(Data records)
|---|
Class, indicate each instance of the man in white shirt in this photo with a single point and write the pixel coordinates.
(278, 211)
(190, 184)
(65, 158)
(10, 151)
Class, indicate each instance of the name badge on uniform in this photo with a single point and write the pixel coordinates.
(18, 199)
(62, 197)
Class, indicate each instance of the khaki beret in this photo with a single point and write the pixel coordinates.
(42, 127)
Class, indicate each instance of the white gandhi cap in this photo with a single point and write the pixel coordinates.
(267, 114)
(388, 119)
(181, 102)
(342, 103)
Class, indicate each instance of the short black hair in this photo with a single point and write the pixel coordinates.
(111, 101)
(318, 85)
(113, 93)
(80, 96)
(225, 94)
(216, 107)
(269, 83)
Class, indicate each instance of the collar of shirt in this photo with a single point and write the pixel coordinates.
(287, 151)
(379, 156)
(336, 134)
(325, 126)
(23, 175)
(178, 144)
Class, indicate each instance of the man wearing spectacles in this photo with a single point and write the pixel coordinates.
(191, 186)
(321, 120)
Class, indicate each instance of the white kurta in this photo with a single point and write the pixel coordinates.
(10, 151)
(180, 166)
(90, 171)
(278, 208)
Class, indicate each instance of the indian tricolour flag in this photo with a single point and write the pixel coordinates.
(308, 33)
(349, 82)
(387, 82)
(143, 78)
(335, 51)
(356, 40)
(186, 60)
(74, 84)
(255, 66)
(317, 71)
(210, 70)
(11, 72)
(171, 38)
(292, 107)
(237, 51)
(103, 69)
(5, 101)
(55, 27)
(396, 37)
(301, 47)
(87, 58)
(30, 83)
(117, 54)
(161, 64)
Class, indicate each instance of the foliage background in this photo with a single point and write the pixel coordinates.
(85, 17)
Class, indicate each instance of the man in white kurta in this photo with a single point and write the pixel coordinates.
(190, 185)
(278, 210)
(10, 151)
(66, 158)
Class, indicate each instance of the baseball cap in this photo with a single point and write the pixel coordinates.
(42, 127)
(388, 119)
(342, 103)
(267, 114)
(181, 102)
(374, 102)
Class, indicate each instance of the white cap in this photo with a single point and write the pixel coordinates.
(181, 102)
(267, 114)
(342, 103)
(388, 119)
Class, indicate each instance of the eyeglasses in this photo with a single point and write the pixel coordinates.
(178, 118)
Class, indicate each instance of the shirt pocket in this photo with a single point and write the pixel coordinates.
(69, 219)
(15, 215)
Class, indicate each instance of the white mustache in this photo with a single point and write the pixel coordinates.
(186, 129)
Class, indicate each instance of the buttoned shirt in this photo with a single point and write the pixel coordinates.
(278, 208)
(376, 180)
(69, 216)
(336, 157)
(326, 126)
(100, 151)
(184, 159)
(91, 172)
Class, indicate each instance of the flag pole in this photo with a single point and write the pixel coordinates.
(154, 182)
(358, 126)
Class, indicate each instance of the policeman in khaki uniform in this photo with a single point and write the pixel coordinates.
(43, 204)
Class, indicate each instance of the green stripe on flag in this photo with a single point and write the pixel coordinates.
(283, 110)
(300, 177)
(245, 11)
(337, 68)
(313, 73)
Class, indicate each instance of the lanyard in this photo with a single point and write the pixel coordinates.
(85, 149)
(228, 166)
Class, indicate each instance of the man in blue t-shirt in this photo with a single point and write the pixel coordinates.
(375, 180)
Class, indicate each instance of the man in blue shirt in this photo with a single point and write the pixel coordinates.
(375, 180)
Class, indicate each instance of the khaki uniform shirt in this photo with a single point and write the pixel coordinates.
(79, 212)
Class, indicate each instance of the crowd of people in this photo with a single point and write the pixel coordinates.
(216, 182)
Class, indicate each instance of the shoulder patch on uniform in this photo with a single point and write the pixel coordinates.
|---|
[Objective]: Retype every line of the data above without any changes.

[Completed task]:
Class, indicate each instance of the man in white shirt in this photo with a single point and write the pixel coordinates.
(278, 211)
(190, 184)
(65, 158)
(10, 151)
Class, indicate each instance of the name badge on uniform in this photo with a single point and write the pixel coordinates.
(18, 199)
(62, 197)
Class, indicate each instance of the khaki beret in this photo with a single point and write the pixel coordinates.
(42, 127)
Class, indicate each instance of the white gandhi cap in this photo with a single point and write the pixel coordinates.
(267, 114)
(388, 119)
(181, 102)
(342, 103)
Class, indicate each instance of the short black hair in this photo with a single point and write the pixel coordinates.
(111, 101)
(318, 85)
(113, 93)
(80, 96)
(225, 94)
(216, 107)
(269, 83)
Class, indicate each instance of the collar of shirt in this photo with a single point and write the pixel coordinates.
(287, 151)
(379, 156)
(336, 134)
(325, 126)
(23, 175)
(178, 144)
Class, indicate each instance of the man wearing spectacles in this photo with a single point and write the pixel coordinates.
(191, 186)
(321, 120)
Class, indicate each instance of the white kurta in this photo with a single point and write the pixel coordinates.
(10, 151)
(180, 166)
(90, 171)
(278, 208)
Class, indicate each instance of the indian tricolour flag in this photo with a single point and write the pixel coordinates.
(308, 33)
(349, 82)
(387, 82)
(143, 78)
(335, 51)
(356, 40)
(186, 60)
(74, 84)
(255, 66)
(317, 71)
(210, 70)
(11, 72)
(171, 38)
(292, 107)
(237, 51)
(103, 69)
(5, 101)
(55, 27)
(396, 37)
(301, 47)
(87, 58)
(30, 83)
(117, 54)
(161, 64)
Class, indicate each instance of the foliage background in this photo with a single point and write the pixel coordinates.
(85, 17)
Class, indicate each instance of the man in white kurta in this photo with a single point and write the pixel coordinates.
(190, 185)
(278, 210)
(10, 151)
(66, 158)
Class, indicate each instance of the baseball cap in this photo with a single point and write the pixel coordinates.
(42, 127)
(388, 119)
(342, 103)
(267, 114)
(181, 102)
(374, 102)
Class, indicate each instance of the white cap in this photo with a single point and write the pixel coordinates.
(181, 102)
(267, 114)
(342, 103)
(388, 119)
Class, indicate each instance of the eyeglasses in this photo with a single point and write the pixel coordinates.
(178, 118)
Class, indicate each instance of the shirt pocket in this photo with a single point and write the pixel coordinates.
(69, 219)
(15, 215)
Class, indicate each instance of the white mustache in this photo with a single point and write the pixel coordinates.
(186, 129)
Class, indicate each instance of the buttoned shirt in this photo with a single point and write the pixel coordinates.
(278, 208)
(376, 180)
(69, 216)
(336, 157)
(326, 126)
(100, 151)
(184, 159)
(91, 172)
Class, indicate each instance of the flag pole in this photo with a single point and write the pixel coordinates.
(154, 182)
(358, 126)
Class, indicate each instance of the policeman in khaki uniform in this photo with a single point and write the pixel coordinates.
(43, 204)
Class, indicate each instance of the green stripe on flag in this photo with a single point and write the pixel coordinates.
(283, 110)
(300, 177)
(245, 11)
(337, 68)
(313, 73)
Class, indicate each instance of the lanyard in this photo with a single point and write the pixel coordinates.
(85, 149)
(228, 166)
Class, indicate each instance of the man in blue t-shirt in this photo with a single point and write the pixel coordinates.
(375, 180)
Class, indicate each instance of the man in blue shirt in this photo with a single point and write the pixel coordinates.
(375, 180)
Class, indicate each instance of the khaki uniform shirt in this photo with a single point and write the pixel coordinates.
(79, 212)
Class, indicate each instance of the crowd of people in this photo with a single point and write the pixel coordinates.
(216, 182)
Class, indicate each instance of the shoulder patch on uniform in this photo with a single point and write the pixel coordinates.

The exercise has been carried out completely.